- Input material:
....
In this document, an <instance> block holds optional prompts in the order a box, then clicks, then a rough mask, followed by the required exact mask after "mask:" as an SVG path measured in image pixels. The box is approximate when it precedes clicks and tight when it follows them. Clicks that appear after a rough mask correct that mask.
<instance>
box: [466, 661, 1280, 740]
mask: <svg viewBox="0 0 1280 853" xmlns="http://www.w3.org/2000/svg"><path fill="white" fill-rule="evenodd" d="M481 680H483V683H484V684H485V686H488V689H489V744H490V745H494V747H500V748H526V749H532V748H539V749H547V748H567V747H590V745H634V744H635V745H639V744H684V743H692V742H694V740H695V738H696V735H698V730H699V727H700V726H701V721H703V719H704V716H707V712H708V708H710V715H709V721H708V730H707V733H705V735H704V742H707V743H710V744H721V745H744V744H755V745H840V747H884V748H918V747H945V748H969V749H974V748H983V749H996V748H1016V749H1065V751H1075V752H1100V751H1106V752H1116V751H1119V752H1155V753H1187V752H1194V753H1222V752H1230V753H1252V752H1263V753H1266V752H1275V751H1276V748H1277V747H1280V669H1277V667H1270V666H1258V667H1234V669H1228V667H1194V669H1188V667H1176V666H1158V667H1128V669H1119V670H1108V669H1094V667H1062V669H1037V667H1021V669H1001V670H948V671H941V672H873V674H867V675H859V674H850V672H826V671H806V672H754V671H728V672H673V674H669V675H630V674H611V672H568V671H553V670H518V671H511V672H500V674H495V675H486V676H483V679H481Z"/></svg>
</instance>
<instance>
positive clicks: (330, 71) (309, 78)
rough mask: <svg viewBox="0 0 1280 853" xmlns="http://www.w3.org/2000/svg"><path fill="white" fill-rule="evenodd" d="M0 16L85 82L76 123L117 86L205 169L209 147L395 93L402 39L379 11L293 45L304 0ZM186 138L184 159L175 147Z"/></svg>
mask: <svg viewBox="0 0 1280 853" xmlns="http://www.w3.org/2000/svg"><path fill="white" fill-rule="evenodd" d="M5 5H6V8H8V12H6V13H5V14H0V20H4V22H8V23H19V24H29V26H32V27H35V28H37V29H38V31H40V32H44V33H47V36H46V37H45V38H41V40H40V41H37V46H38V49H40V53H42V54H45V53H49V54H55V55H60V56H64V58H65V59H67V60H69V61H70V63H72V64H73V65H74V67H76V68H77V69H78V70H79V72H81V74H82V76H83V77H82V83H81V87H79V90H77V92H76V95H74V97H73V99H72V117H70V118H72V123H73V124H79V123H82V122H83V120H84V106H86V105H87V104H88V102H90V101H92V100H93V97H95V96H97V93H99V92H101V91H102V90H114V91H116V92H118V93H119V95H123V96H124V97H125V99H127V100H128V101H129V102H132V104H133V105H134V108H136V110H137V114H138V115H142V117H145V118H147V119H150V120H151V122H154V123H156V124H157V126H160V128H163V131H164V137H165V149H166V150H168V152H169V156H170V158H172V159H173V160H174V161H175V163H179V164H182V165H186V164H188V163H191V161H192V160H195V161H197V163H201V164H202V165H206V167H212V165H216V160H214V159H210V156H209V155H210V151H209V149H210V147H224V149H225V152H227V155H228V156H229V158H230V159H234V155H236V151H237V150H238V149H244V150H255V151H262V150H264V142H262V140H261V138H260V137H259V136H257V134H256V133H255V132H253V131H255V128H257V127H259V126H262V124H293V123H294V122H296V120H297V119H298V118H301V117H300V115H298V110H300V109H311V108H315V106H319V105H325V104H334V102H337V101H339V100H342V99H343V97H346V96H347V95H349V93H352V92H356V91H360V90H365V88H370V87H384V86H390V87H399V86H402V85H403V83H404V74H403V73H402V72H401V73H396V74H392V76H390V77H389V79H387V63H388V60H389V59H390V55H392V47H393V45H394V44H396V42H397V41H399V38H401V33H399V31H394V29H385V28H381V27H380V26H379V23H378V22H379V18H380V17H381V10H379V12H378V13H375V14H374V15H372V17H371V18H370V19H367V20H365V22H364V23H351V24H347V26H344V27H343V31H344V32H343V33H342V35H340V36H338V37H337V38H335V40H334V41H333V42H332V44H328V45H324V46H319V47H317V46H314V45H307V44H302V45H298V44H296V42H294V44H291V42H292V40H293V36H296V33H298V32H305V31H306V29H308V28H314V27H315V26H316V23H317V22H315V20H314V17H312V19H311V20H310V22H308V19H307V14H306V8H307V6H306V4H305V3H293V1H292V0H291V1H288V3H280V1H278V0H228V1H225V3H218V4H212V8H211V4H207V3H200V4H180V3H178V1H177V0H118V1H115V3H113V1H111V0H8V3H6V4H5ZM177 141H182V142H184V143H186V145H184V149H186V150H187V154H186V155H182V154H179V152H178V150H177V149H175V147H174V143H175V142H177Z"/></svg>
....
- Problem to work on:
Could you return all of the entries exactly as they stand?

- Task result:
In this document, an <instance> block holds optional prompts in the order a box, then clicks, then a rough mask, followed by the required exact mask after "mask:" as an SVG path measured in image pixels. The box is approximate when it precedes clicks and tight when it follows them. Clicks that appear after a rough mask correct that mask.
<instance>
box: [466, 661, 1280, 740]
mask: <svg viewBox="0 0 1280 853" xmlns="http://www.w3.org/2000/svg"><path fill="white" fill-rule="evenodd" d="M481 680H483V683H484V684H485V686H488V689H489V744H490V745H494V747H500V748H526V749H532V748H539V749H547V748H567V747H590V745H634V744H635V745H639V744H684V743H692V742H694V740H695V738H696V735H698V730H699V727H700V726H701V721H703V719H704V716H707V712H708V708H710V715H709V721H708V730H707V733H705V735H704V742H707V743H710V744H721V745H744V744H755V745H840V747H884V748H918V747H945V748H969V749H974V748H983V749H996V748H1016V749H1065V751H1075V752H1100V751H1106V752H1116V751H1119V752H1155V753H1187V752H1194V753H1222V752H1230V753H1252V752H1263V753H1266V752H1275V751H1276V748H1277V747H1280V669H1277V667H1270V666H1258V667H1234V669H1228V667H1194V669H1188V667H1176V666H1158V667H1128V669H1119V670H1108V669H1094V667H1062V669H1037V667H1021V669H1001V670H948V671H941V672H873V674H867V675H859V674H850V672H826V671H806V672H754V671H728V672H673V674H669V675H630V674H611V672H568V671H553V670H518V671H511V672H500V674H495V675H486V676H483V679H481Z"/></svg>
</instance>
<instance>
positive clicks: (330, 71) (309, 78)
rough mask: <svg viewBox="0 0 1280 853" xmlns="http://www.w3.org/2000/svg"><path fill="white" fill-rule="evenodd" d="M0 16L85 82L76 123L117 86L205 169L209 147L395 93L402 39L379 11L293 45L304 0ZM186 138L184 159L175 147Z"/></svg>
mask: <svg viewBox="0 0 1280 853" xmlns="http://www.w3.org/2000/svg"><path fill="white" fill-rule="evenodd" d="M5 5H6V8H8V12H6V13H5V14H0V20H4V22H8V23H19V24H29V26H32V27H35V28H37V29H38V31H40V32H44V33H47V36H46V37H45V38H41V40H40V41H37V46H38V49H40V53H42V54H45V53H49V54H55V55H60V56H64V58H65V59H67V60H69V61H70V63H72V64H73V65H74V67H76V68H77V69H78V70H79V72H81V74H82V76H83V77H82V83H81V87H79V90H77V92H76V95H74V97H73V99H72V117H70V118H72V123H73V124H79V123H82V122H83V120H84V106H86V105H87V104H88V102H90V101H92V100H93V97H95V96H97V93H99V92H101V91H102V90H114V91H116V92H118V93H119V95H123V96H124V97H125V99H127V100H128V101H129V102H132V104H133V105H134V108H136V110H137V114H138V115H142V117H145V118H147V119H150V120H151V122H154V123H156V124H157V126H160V128H163V131H164V137H165V149H166V150H168V152H169V156H170V158H172V159H173V160H174V161H175V163H179V164H182V165H186V164H188V163H191V161H192V160H195V161H197V163H201V164H202V165H206V167H212V165H216V160H214V159H210V156H209V155H210V151H209V149H210V147H224V149H225V152H227V155H228V156H229V158H230V159H234V155H236V151H237V150H238V149H244V150H255V151H262V150H264V142H262V140H261V138H260V137H259V136H257V134H256V133H255V132H253V131H255V128H257V127H259V126H262V124H293V123H294V122H296V120H297V119H298V118H301V117H300V115H298V110H300V109H311V108H315V106H319V105H325V104H334V102H337V101H339V100H342V99H343V97H346V96H347V95H349V93H352V92H356V91H360V90H365V88H370V87H384V86H390V87H399V86H402V85H403V83H404V74H403V73H402V72H401V73H396V74H392V76H390V77H389V79H387V63H388V60H389V59H390V55H392V47H393V45H394V44H396V42H397V41H399V38H401V33H399V31H394V29H385V28H381V27H380V26H379V23H378V22H379V18H380V17H381V10H379V12H378V13H375V14H374V15H372V17H371V18H370V19H367V20H365V22H364V23H351V24H347V26H344V27H343V31H344V32H343V33H342V35H340V36H338V37H337V38H335V40H334V41H333V42H332V44H328V45H324V46H319V47H317V46H314V45H307V44H302V45H298V44H296V42H294V44H291V42H292V40H293V36H296V33H298V32H305V31H306V29H308V28H314V27H315V26H316V23H317V22H315V20H314V17H312V19H311V20H310V22H308V19H307V14H306V8H307V6H306V4H305V3H293V1H292V0H291V1H288V3H280V1H278V0H228V1H225V3H218V4H212V8H211V4H207V3H200V4H180V3H178V1H177V0H118V1H115V3H113V1H111V0H8V3H6V4H5ZM177 141H182V142H184V143H186V145H184V149H186V150H187V154H186V155H182V154H179V152H178V150H177V149H175V147H174V143H175V142H177Z"/></svg>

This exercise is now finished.